● **Tentang Latihan Ini**
Menurut berita tentang uji materi UU Pemilu di bawah ini, berapa nomor perkara yang diputus oleh Mahkamah Konstitusi?

● **Teks yang Diberikan**
--*--

JAKARTA – Mahkamah Konstitusi (MK) telah memutus perkara permohonan pengujian materi Pasal 482 ayat (1) Undang-Undang Nomor 7 Tahun 2017 tentang Pemilihan Umum (UU Pemilu) terkait aturan batas waktu penyelesaian tindak pidana pemilu dengan hasil putusan tidak dapat diterima.
Sidang pengucapan putusan itu dilaksakan pada pada Rabu
(16/10/2024) di Ruang Sidang MK. Perkara Nomor 117/PUU-XXII/2024 itu,
diajukan oleh Indra Wiliams Liempepas (Pemohon I) dan Christovel Liempepas
(Pemohon II).
Keduanya merupakan terdakwa kasus tindak pidana pemilu
yang juga calon anggota legislatif (caleg) terpilih periode 2024 – 2029.
“Menolak permohonan Pemohon untuk seluruhnya,”
ujar Ketua MK Suhartoyo dengan didampingi delapan hakim konstitusi
lainnya pada sidang pengucapan putusan, Rabu (16/10/2024).

--*--

● **Informasi Sumber**
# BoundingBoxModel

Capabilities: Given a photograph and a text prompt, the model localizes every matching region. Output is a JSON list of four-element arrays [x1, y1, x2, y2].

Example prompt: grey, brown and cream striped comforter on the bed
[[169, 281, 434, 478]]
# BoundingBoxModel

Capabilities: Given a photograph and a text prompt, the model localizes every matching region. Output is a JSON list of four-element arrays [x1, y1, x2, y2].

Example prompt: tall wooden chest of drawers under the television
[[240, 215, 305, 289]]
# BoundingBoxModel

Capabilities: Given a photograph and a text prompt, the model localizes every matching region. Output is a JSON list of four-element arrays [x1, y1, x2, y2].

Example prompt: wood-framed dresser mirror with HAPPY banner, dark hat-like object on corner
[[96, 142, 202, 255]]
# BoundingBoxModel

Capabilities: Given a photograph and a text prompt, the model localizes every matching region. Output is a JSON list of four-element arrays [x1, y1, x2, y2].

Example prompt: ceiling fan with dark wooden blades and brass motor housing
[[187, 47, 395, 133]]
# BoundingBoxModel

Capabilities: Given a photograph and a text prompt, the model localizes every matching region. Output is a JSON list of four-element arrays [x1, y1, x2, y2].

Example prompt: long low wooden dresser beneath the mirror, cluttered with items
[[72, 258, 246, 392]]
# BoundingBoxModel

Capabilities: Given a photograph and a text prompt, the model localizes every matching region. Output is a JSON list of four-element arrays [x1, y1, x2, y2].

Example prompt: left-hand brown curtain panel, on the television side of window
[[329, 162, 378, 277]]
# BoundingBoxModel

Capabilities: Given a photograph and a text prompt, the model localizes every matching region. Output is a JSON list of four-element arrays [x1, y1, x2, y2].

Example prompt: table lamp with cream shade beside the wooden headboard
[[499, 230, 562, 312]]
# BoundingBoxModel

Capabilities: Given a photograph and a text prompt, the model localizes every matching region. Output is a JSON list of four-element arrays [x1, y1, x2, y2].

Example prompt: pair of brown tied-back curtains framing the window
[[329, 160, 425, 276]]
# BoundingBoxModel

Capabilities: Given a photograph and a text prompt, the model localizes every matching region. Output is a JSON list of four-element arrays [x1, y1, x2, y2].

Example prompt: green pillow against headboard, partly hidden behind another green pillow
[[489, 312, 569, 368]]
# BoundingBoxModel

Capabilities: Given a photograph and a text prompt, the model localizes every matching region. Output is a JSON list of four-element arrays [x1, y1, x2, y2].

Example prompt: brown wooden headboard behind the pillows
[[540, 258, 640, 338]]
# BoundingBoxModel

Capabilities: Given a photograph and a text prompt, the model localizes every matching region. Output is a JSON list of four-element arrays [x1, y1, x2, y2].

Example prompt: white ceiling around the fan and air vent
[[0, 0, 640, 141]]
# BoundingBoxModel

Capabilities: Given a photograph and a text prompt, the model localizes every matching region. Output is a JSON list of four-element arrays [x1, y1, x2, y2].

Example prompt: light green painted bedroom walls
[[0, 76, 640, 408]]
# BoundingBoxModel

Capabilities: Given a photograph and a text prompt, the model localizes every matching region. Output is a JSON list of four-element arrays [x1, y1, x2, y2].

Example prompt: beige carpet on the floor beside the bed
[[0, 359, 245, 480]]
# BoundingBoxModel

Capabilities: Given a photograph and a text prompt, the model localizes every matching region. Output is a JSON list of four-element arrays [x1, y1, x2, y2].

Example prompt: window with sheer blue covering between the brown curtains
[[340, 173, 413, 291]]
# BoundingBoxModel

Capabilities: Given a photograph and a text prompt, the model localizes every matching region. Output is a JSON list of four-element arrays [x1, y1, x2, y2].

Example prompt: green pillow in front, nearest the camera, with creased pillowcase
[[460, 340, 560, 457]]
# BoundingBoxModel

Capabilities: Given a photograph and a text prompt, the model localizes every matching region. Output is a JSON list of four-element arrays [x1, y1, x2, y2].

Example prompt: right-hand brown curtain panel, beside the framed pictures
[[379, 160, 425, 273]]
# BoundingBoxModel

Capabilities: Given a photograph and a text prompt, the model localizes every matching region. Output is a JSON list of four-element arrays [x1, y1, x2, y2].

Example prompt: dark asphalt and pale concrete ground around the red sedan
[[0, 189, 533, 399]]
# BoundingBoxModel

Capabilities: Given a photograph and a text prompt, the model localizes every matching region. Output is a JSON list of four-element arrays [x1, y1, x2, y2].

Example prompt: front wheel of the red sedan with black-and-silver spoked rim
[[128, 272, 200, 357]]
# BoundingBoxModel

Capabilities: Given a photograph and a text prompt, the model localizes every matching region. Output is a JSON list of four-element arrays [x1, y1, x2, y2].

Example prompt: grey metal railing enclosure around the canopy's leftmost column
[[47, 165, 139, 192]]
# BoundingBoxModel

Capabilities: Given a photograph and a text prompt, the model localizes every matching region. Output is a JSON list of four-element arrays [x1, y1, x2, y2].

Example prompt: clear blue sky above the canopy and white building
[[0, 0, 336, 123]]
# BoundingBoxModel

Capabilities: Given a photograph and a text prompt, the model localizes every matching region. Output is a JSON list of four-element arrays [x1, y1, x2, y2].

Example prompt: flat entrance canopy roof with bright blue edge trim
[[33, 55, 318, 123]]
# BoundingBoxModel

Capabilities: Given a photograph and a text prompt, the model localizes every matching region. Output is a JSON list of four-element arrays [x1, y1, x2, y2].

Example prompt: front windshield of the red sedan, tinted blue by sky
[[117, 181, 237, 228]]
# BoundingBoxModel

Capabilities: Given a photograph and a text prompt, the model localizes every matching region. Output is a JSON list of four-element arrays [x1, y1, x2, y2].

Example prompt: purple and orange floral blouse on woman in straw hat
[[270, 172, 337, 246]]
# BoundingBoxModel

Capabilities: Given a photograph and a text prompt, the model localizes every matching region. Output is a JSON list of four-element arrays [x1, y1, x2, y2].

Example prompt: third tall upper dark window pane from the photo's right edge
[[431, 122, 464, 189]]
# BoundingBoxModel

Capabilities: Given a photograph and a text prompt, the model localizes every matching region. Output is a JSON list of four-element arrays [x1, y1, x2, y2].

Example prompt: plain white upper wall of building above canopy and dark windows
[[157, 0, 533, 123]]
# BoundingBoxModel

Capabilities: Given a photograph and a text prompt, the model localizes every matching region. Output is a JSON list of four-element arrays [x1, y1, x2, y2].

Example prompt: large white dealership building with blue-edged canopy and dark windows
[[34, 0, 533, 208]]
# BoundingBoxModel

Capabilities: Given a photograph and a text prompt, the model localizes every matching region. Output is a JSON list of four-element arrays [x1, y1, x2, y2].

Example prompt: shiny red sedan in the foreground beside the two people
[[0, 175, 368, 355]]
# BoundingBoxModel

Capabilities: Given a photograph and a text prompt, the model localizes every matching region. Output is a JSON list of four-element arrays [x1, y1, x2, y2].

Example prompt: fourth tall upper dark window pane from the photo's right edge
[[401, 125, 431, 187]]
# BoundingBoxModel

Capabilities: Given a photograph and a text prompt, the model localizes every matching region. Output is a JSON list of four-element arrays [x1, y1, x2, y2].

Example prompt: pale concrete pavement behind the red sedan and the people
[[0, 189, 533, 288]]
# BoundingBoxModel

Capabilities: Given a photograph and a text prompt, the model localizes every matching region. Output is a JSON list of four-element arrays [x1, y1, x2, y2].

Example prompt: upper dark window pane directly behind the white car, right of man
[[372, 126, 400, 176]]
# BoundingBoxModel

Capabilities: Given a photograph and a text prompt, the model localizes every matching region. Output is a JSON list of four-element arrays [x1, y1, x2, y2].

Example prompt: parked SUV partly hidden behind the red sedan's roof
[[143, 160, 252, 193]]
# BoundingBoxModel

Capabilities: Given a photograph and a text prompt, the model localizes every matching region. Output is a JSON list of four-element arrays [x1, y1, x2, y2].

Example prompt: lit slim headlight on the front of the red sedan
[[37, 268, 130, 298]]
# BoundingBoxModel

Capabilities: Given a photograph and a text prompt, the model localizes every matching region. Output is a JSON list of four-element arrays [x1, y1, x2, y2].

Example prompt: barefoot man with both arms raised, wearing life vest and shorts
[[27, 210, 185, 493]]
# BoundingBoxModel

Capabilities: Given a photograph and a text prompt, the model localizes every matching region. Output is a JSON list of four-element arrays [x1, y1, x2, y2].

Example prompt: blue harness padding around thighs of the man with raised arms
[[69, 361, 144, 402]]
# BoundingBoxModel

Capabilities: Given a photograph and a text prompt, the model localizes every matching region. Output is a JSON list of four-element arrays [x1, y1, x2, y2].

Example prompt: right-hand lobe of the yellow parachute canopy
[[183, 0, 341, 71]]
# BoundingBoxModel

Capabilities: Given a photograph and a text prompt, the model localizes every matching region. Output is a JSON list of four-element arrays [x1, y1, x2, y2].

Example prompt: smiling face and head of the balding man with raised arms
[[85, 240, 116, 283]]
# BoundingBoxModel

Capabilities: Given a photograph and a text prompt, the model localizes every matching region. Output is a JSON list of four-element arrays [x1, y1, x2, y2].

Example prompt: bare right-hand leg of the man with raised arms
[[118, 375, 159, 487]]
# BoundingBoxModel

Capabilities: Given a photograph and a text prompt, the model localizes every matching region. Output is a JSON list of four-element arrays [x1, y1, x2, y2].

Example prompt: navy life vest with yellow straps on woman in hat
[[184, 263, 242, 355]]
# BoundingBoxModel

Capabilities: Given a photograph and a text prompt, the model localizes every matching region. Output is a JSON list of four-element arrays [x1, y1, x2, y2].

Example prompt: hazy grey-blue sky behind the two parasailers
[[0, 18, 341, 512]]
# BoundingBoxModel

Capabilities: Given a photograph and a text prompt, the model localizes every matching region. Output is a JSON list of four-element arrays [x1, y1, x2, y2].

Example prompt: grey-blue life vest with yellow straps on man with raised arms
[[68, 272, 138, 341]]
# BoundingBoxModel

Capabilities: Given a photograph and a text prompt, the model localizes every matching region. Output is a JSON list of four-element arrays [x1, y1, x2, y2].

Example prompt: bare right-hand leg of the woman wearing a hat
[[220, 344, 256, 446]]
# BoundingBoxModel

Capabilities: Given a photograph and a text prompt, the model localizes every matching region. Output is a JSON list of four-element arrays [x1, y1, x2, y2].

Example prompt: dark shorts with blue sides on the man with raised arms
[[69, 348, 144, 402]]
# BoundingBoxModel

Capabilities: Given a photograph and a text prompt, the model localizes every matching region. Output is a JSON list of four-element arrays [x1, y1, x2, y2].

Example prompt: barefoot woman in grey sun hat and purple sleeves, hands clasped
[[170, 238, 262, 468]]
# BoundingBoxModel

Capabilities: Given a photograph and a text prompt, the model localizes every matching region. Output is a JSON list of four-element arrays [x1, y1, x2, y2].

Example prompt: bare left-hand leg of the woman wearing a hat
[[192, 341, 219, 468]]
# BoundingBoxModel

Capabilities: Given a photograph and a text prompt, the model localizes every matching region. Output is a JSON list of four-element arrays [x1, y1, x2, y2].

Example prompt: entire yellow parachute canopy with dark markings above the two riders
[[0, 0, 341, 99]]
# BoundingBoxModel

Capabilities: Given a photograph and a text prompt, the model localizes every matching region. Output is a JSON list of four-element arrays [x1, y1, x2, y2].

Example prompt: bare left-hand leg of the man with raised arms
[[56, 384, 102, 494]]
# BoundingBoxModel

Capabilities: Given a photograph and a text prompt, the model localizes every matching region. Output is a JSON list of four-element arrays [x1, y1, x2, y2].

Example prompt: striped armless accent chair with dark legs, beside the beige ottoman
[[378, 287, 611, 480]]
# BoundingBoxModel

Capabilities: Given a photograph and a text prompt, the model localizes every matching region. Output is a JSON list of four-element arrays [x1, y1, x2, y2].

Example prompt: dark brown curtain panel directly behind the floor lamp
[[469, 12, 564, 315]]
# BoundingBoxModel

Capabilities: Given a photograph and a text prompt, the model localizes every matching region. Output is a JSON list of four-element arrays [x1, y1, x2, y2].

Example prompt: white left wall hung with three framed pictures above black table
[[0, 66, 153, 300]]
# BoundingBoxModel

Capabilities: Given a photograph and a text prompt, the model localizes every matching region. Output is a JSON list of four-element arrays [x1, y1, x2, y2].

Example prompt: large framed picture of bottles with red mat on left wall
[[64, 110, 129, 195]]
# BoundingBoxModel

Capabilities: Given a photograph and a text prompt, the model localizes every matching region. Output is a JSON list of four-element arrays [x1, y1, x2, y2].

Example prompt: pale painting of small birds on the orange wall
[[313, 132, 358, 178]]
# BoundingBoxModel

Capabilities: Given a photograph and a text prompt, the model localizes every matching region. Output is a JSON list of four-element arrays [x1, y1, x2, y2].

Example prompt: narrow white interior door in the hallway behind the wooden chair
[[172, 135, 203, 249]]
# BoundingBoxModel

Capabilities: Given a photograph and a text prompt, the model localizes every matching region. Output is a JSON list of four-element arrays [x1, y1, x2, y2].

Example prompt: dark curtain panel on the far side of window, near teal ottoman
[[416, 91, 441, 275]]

--*--

● **Penyelesaian Tugas**
Perkara Nomor 117/PUU-XXII/2024.